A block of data
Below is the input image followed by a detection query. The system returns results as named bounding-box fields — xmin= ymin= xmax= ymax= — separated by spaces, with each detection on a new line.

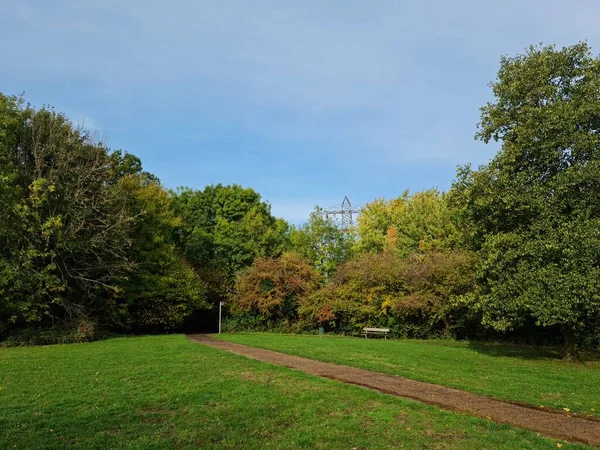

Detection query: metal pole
xmin=219 ymin=302 xmax=223 ymax=334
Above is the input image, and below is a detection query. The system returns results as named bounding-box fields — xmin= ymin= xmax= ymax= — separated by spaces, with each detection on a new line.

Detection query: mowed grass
xmin=0 ymin=335 xmax=586 ymax=449
xmin=220 ymin=333 xmax=600 ymax=416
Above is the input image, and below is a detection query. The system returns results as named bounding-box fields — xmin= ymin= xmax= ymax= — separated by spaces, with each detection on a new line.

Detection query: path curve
xmin=188 ymin=334 xmax=600 ymax=446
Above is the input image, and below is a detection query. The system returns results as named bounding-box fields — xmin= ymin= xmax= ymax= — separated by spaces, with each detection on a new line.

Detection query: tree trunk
xmin=563 ymin=325 xmax=579 ymax=361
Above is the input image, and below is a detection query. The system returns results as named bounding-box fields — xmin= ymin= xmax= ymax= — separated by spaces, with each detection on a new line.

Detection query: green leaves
xmin=453 ymin=43 xmax=600 ymax=358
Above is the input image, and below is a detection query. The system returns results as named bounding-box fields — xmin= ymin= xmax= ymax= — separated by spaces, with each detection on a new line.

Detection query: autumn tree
xmin=232 ymin=252 xmax=321 ymax=326
xmin=356 ymin=189 xmax=457 ymax=257
xmin=453 ymin=43 xmax=600 ymax=359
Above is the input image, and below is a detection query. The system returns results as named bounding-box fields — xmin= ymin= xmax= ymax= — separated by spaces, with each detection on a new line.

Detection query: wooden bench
xmin=363 ymin=327 xmax=390 ymax=339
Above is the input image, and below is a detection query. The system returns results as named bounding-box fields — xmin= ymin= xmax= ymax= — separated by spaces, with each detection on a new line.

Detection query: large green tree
xmin=118 ymin=176 xmax=208 ymax=330
xmin=454 ymin=43 xmax=600 ymax=358
xmin=0 ymin=94 xmax=134 ymax=331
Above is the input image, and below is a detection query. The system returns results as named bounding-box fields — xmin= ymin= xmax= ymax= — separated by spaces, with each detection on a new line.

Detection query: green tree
xmin=115 ymin=177 xmax=208 ymax=330
xmin=453 ymin=43 xmax=600 ymax=359
xmin=290 ymin=206 xmax=354 ymax=276
xmin=174 ymin=184 xmax=288 ymax=301
xmin=0 ymin=95 xmax=138 ymax=328
xmin=232 ymin=252 xmax=320 ymax=327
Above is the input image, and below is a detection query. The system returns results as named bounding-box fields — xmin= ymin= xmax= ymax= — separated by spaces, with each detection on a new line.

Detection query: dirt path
xmin=188 ymin=334 xmax=600 ymax=446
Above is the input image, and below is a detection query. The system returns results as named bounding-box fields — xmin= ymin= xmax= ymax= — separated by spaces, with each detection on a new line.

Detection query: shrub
xmin=231 ymin=253 xmax=320 ymax=329
xmin=300 ymin=251 xmax=478 ymax=338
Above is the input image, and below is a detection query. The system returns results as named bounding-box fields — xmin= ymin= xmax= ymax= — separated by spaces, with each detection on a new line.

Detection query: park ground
xmin=0 ymin=334 xmax=599 ymax=449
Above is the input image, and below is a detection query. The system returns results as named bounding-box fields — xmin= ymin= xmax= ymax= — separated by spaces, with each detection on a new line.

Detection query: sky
xmin=0 ymin=0 xmax=600 ymax=223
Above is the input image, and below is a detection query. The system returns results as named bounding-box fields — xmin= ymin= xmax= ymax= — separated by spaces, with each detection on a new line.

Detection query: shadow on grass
xmin=469 ymin=342 xmax=600 ymax=363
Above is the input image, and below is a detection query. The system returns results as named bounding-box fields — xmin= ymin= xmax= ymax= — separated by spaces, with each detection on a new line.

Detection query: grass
xmin=220 ymin=333 xmax=600 ymax=417
xmin=0 ymin=335 xmax=586 ymax=449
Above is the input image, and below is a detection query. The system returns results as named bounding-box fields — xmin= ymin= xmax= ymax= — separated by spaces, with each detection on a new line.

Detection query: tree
xmin=356 ymin=189 xmax=457 ymax=257
xmin=0 ymin=94 xmax=133 ymax=328
xmin=115 ymin=177 xmax=208 ymax=330
xmin=233 ymin=252 xmax=320 ymax=327
xmin=453 ymin=43 xmax=600 ymax=359
xmin=174 ymin=184 xmax=288 ymax=301
xmin=290 ymin=206 xmax=354 ymax=276
xmin=299 ymin=251 xmax=477 ymax=338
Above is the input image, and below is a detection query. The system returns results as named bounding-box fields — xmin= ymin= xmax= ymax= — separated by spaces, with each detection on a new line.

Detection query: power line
xmin=323 ymin=196 xmax=361 ymax=231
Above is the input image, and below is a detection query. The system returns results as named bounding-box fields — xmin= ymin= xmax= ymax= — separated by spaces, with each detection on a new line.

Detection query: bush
xmin=300 ymin=251 xmax=479 ymax=338
xmin=231 ymin=253 xmax=320 ymax=330
xmin=0 ymin=319 xmax=105 ymax=347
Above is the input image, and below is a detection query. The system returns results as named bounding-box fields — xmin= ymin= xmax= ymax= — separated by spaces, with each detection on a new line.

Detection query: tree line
xmin=0 ymin=43 xmax=600 ymax=358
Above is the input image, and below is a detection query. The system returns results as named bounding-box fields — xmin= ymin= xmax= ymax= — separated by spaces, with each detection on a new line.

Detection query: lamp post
xmin=219 ymin=302 xmax=223 ymax=334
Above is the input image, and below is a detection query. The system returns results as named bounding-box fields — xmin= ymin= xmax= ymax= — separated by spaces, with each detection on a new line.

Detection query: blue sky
xmin=0 ymin=0 xmax=600 ymax=223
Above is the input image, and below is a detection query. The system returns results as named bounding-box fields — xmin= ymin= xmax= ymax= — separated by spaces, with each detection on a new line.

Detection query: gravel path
xmin=188 ymin=334 xmax=600 ymax=446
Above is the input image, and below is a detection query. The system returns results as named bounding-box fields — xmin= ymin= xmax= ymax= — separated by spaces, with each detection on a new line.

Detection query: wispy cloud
xmin=0 ymin=0 xmax=600 ymax=221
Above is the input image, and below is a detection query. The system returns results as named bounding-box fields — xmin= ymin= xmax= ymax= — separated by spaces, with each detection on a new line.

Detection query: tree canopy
xmin=454 ymin=43 xmax=600 ymax=357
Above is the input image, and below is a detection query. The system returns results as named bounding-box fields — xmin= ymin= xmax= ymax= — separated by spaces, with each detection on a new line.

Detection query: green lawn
xmin=0 ymin=335 xmax=586 ymax=449
xmin=220 ymin=333 xmax=600 ymax=416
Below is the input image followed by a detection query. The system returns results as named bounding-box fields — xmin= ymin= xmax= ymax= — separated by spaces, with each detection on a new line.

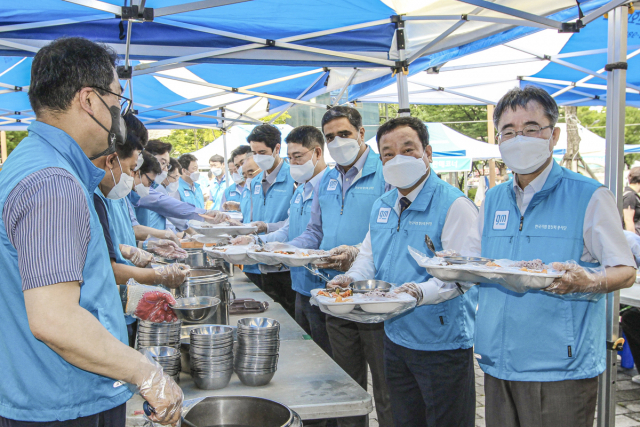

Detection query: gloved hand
xmin=143 ymin=237 xmax=187 ymax=259
xmin=200 ymin=210 xmax=229 ymax=224
xmin=392 ymin=283 xmax=422 ymax=304
xmin=249 ymin=221 xmax=268 ymax=234
xmin=326 ymin=274 xmax=353 ymax=289
xmin=119 ymin=244 xmax=153 ymax=268
xmin=230 ymin=236 xmax=256 ymax=245
xmin=134 ymin=354 xmax=184 ymax=425
xmin=125 ymin=279 xmax=178 ymax=323
xmin=153 ymin=263 xmax=191 ymax=288
xmin=222 ymin=202 xmax=240 ymax=211
xmin=318 ymin=245 xmax=360 ymax=271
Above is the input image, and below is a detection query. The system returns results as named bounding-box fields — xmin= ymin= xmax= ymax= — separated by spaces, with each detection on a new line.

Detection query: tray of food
xmin=189 ymin=220 xmax=258 ymax=237
xmin=409 ymin=247 xmax=564 ymax=293
xmin=204 ymin=245 xmax=258 ymax=265
xmin=247 ymin=243 xmax=329 ymax=267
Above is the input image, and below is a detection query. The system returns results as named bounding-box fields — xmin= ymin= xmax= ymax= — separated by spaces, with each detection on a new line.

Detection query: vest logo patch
xmin=376 ymin=208 xmax=391 ymax=224
xmin=493 ymin=211 xmax=509 ymax=230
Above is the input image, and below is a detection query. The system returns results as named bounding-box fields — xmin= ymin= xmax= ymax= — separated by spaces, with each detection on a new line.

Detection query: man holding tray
xmin=329 ymin=117 xmax=478 ymax=427
xmin=468 ymin=86 xmax=635 ymax=427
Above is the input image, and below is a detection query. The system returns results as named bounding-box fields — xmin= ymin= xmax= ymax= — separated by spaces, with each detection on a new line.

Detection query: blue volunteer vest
xmin=289 ymin=168 xmax=329 ymax=297
xmin=475 ymin=162 xmax=606 ymax=381
xmin=178 ymin=178 xmax=204 ymax=209
xmin=95 ymin=188 xmax=136 ymax=268
xmin=369 ymin=172 xmax=477 ymax=351
xmin=314 ymin=149 xmax=385 ymax=278
xmin=0 ymin=121 xmax=132 ymax=422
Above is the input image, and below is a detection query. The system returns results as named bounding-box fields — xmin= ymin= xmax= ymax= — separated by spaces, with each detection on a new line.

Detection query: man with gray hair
xmin=467 ymin=87 xmax=636 ymax=427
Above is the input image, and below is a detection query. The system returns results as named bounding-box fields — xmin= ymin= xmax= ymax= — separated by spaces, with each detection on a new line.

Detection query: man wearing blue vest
xmin=289 ymin=106 xmax=393 ymax=426
xmin=330 ymin=117 xmax=478 ymax=427
xmin=468 ymin=86 xmax=635 ymax=427
xmin=0 ymin=37 xmax=182 ymax=427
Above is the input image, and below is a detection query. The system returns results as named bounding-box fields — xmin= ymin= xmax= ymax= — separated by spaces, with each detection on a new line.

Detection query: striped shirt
xmin=2 ymin=168 xmax=91 ymax=291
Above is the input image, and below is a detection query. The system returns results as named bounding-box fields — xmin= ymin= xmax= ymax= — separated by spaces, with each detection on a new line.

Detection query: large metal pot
xmin=171 ymin=268 xmax=235 ymax=325
xmin=184 ymin=396 xmax=302 ymax=427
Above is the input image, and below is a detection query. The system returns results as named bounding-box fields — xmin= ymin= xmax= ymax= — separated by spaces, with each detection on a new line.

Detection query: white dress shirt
xmin=345 ymin=171 xmax=478 ymax=305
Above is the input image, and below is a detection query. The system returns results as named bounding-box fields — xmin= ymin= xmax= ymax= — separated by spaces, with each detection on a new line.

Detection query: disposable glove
xmin=142 ymin=237 xmax=187 ymax=259
xmin=119 ymin=244 xmax=153 ymax=268
xmin=318 ymin=245 xmax=360 ymax=271
xmin=134 ymin=354 xmax=184 ymax=425
xmin=125 ymin=279 xmax=178 ymax=323
xmin=153 ymin=263 xmax=191 ymax=288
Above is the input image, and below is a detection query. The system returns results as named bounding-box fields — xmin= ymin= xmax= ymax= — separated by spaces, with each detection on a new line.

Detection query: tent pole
xmin=597 ymin=6 xmax=628 ymax=427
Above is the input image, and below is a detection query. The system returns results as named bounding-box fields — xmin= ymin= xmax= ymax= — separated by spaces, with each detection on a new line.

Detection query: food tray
xmin=311 ymin=289 xmax=417 ymax=323
xmin=204 ymin=245 xmax=257 ymax=265
xmin=247 ymin=247 xmax=329 ymax=267
xmin=189 ymin=220 xmax=258 ymax=237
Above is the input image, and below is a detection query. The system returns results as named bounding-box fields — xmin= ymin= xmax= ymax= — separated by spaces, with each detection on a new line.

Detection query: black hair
xmin=145 ymin=139 xmax=173 ymax=156
xmin=29 ymin=37 xmax=118 ymax=116
xmin=229 ymin=145 xmax=251 ymax=161
xmin=376 ymin=117 xmax=429 ymax=150
xmin=285 ymin=126 xmax=324 ymax=150
xmin=140 ymin=151 xmax=162 ymax=175
xmin=178 ymin=154 xmax=198 ymax=169
xmin=322 ymin=105 xmax=362 ymax=131
xmin=493 ymin=86 xmax=559 ymax=132
xmin=247 ymin=123 xmax=282 ymax=150
xmin=209 ymin=154 xmax=224 ymax=163
xmin=116 ymin=113 xmax=149 ymax=159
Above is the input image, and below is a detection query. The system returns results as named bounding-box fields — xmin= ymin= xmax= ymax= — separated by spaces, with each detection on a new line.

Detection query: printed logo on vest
xmin=493 ymin=211 xmax=509 ymax=230
xmin=376 ymin=208 xmax=391 ymax=224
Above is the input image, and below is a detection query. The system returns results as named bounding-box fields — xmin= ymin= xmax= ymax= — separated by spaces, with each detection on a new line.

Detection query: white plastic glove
xmin=124 ymin=279 xmax=178 ymax=323
xmin=326 ymin=274 xmax=353 ymax=289
xmin=143 ymin=237 xmax=187 ymax=259
xmin=119 ymin=244 xmax=153 ymax=268
xmin=318 ymin=245 xmax=360 ymax=271
xmin=153 ymin=263 xmax=191 ymax=288
xmin=230 ymin=236 xmax=256 ymax=245
xmin=134 ymin=354 xmax=184 ymax=425
xmin=249 ymin=221 xmax=268 ymax=233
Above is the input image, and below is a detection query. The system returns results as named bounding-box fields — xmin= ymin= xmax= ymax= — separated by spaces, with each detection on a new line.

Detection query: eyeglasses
xmin=91 ymin=86 xmax=132 ymax=116
xmin=498 ymin=125 xmax=554 ymax=142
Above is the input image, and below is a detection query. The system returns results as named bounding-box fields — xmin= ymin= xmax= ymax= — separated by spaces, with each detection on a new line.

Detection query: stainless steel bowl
xmin=349 ymin=280 xmax=391 ymax=294
xmin=171 ymin=297 xmax=220 ymax=322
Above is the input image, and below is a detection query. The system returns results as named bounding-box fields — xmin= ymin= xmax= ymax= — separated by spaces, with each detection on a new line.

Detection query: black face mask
xmin=89 ymin=91 xmax=127 ymax=160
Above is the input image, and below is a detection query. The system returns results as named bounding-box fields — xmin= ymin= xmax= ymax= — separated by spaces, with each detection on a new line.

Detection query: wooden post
xmin=0 ymin=131 xmax=7 ymax=163
xmin=487 ymin=105 xmax=496 ymax=188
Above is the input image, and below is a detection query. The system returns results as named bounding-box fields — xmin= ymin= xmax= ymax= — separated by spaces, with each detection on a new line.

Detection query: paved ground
xmin=369 ymin=363 xmax=640 ymax=427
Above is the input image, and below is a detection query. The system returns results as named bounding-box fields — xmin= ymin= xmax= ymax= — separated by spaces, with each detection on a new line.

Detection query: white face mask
xmin=153 ymin=172 xmax=168 ymax=185
xmin=327 ymin=136 xmax=360 ymax=166
xmin=166 ymin=181 xmax=180 ymax=193
xmin=382 ymin=154 xmax=427 ymax=189
xmin=253 ymin=152 xmax=276 ymax=171
xmin=498 ymin=135 xmax=553 ymax=175
xmin=289 ymin=152 xmax=318 ymax=182
xmin=107 ymin=157 xmax=133 ymax=200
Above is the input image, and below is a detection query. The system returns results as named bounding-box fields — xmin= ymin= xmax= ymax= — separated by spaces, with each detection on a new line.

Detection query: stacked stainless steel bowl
xmin=140 ymin=346 xmax=180 ymax=382
xmin=233 ymin=317 xmax=280 ymax=387
xmin=189 ymin=325 xmax=233 ymax=390
xmin=137 ymin=320 xmax=182 ymax=349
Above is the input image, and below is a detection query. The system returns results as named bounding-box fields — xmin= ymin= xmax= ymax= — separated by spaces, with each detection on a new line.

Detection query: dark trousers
xmin=0 ymin=403 xmax=127 ymax=427
xmin=327 ymin=316 xmax=393 ymax=427
xmin=296 ymin=292 xmax=333 ymax=357
xmin=384 ymin=336 xmax=476 ymax=427
xmin=621 ymin=307 xmax=640 ymax=371
xmin=484 ymin=374 xmax=598 ymax=427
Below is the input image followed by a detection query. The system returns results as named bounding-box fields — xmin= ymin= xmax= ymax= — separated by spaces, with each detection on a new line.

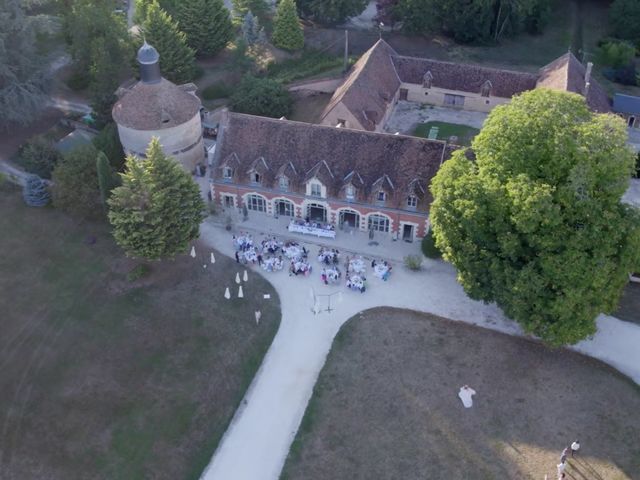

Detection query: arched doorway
xmin=367 ymin=214 xmax=390 ymax=233
xmin=307 ymin=203 xmax=327 ymax=223
xmin=338 ymin=210 xmax=360 ymax=228
xmin=246 ymin=194 xmax=267 ymax=212
xmin=273 ymin=198 xmax=295 ymax=217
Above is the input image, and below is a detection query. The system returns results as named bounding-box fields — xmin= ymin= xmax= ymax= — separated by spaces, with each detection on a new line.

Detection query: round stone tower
xmin=112 ymin=42 xmax=204 ymax=172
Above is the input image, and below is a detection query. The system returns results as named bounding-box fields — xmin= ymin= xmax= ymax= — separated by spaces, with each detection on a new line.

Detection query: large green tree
xmin=141 ymin=2 xmax=195 ymax=83
xmin=609 ymin=0 xmax=640 ymax=48
xmin=108 ymin=139 xmax=205 ymax=260
xmin=0 ymin=0 xmax=50 ymax=128
xmin=51 ymin=145 xmax=103 ymax=218
xmin=231 ymin=75 xmax=293 ymax=118
xmin=431 ymin=89 xmax=640 ymax=345
xmin=396 ymin=0 xmax=551 ymax=43
xmin=177 ymin=0 xmax=233 ymax=55
xmin=271 ymin=0 xmax=304 ymax=51
xmin=298 ymin=0 xmax=369 ymax=25
xmin=64 ymin=0 xmax=133 ymax=123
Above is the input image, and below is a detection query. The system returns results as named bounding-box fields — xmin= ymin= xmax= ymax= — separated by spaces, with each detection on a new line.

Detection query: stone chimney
xmin=584 ymin=62 xmax=593 ymax=98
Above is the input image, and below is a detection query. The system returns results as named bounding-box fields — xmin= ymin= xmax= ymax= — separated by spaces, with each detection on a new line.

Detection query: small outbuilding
xmin=613 ymin=93 xmax=640 ymax=128
xmin=112 ymin=42 xmax=205 ymax=172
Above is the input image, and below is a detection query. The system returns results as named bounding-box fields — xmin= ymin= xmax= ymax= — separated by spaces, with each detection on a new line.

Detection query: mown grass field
xmin=0 ymin=187 xmax=280 ymax=480
xmin=281 ymin=308 xmax=640 ymax=480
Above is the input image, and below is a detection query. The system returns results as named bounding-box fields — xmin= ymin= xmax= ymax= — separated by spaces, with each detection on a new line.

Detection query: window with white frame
xmin=311 ymin=182 xmax=322 ymax=197
xmin=247 ymin=194 xmax=267 ymax=212
xmin=367 ymin=215 xmax=389 ymax=232
xmin=345 ymin=185 xmax=356 ymax=200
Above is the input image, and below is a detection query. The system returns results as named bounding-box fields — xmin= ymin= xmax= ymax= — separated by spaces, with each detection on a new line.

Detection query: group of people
xmin=318 ymin=247 xmax=340 ymax=266
xmin=371 ymin=260 xmax=393 ymax=282
xmin=557 ymin=440 xmax=580 ymax=480
xmin=320 ymin=267 xmax=342 ymax=285
xmin=233 ymin=232 xmax=392 ymax=293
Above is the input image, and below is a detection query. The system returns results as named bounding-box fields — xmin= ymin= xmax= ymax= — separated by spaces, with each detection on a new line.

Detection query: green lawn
xmin=413 ymin=122 xmax=480 ymax=145
xmin=0 ymin=187 xmax=280 ymax=480
xmin=281 ymin=308 xmax=640 ymax=480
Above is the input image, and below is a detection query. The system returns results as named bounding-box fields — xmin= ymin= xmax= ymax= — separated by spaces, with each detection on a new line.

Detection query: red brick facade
xmin=211 ymin=181 xmax=429 ymax=240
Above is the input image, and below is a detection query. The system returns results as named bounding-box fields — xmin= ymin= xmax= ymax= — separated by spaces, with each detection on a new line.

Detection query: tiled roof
xmin=536 ymin=52 xmax=611 ymax=113
xmin=321 ymin=40 xmax=400 ymax=131
xmin=613 ymin=93 xmax=640 ymax=115
xmin=112 ymin=78 xmax=200 ymax=130
xmin=393 ymin=56 xmax=536 ymax=98
xmin=213 ymin=113 xmax=459 ymax=206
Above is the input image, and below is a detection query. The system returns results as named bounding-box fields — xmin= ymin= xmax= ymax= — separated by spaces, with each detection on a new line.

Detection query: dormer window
xmin=480 ymin=80 xmax=492 ymax=97
xmin=422 ymin=71 xmax=433 ymax=88
xmin=311 ymin=182 xmax=322 ymax=197
xmin=344 ymin=185 xmax=356 ymax=200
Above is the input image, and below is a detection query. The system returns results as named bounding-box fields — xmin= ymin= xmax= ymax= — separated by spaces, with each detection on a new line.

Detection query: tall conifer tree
xmin=142 ymin=2 xmax=195 ymax=83
xmin=108 ymin=138 xmax=205 ymax=260
xmin=272 ymin=0 xmax=304 ymax=50
xmin=178 ymin=0 xmax=233 ymax=55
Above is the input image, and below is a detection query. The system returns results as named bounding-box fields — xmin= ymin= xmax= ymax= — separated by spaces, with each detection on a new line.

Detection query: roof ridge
xmin=229 ymin=112 xmax=450 ymax=146
xmin=395 ymin=55 xmax=536 ymax=76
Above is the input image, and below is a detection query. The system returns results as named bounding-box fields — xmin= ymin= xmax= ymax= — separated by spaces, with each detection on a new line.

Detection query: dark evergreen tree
xmin=52 ymin=145 xmax=103 ymax=218
xmin=231 ymin=76 xmax=293 ymax=118
xmin=177 ymin=0 xmax=233 ymax=55
xmin=141 ymin=2 xmax=195 ymax=83
xmin=108 ymin=139 xmax=205 ymax=260
xmin=96 ymin=152 xmax=120 ymax=208
xmin=22 ymin=175 xmax=51 ymax=207
xmin=609 ymin=0 xmax=640 ymax=48
xmin=93 ymin=122 xmax=124 ymax=171
xmin=18 ymin=136 xmax=62 ymax=179
xmin=298 ymin=0 xmax=369 ymax=25
xmin=271 ymin=0 xmax=304 ymax=51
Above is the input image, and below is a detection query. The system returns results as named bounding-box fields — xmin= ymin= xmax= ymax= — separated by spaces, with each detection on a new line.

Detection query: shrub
xmin=93 ymin=122 xmax=124 ymax=170
xmin=22 ymin=175 xmax=51 ymax=207
xmin=127 ymin=263 xmax=151 ymax=282
xmin=404 ymin=255 xmax=422 ymax=272
xmin=597 ymin=40 xmax=636 ymax=68
xmin=202 ymin=83 xmax=232 ymax=100
xmin=267 ymin=50 xmax=343 ymax=83
xmin=65 ymin=71 xmax=91 ymax=92
xmin=420 ymin=230 xmax=442 ymax=258
xmin=231 ymin=75 xmax=293 ymax=118
xmin=52 ymin=145 xmax=103 ymax=218
xmin=19 ymin=136 xmax=62 ymax=178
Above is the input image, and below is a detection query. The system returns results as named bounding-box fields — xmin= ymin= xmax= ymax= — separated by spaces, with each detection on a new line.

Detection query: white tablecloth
xmin=349 ymin=258 xmax=366 ymax=273
xmin=289 ymin=222 xmax=336 ymax=238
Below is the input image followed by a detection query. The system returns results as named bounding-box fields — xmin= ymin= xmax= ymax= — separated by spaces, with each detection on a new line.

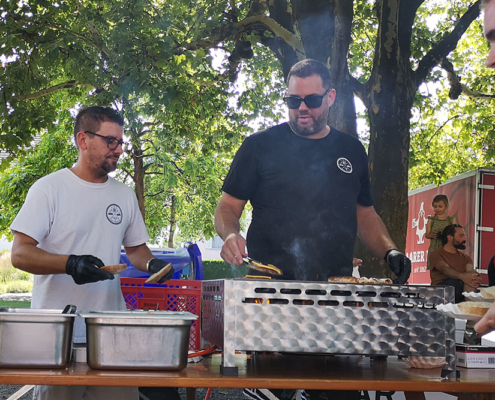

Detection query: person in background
xmin=474 ymin=0 xmax=495 ymax=334
xmin=10 ymin=107 xmax=173 ymax=400
xmin=430 ymin=224 xmax=481 ymax=303
xmin=425 ymin=194 xmax=456 ymax=269
xmin=215 ymin=59 xmax=411 ymax=400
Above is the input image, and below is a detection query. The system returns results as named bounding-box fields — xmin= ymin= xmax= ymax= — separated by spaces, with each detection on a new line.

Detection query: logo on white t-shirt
xmin=107 ymin=204 xmax=122 ymax=225
xmin=337 ymin=157 xmax=352 ymax=174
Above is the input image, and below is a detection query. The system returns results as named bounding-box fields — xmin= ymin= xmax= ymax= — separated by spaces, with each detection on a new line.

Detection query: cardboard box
xmin=456 ymin=344 xmax=495 ymax=368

• [Aim]: Please count how many lines in the rows above contain the string "window", treating uppercase and lowercase as different, and reply with the number alone.

• [Written response]: 2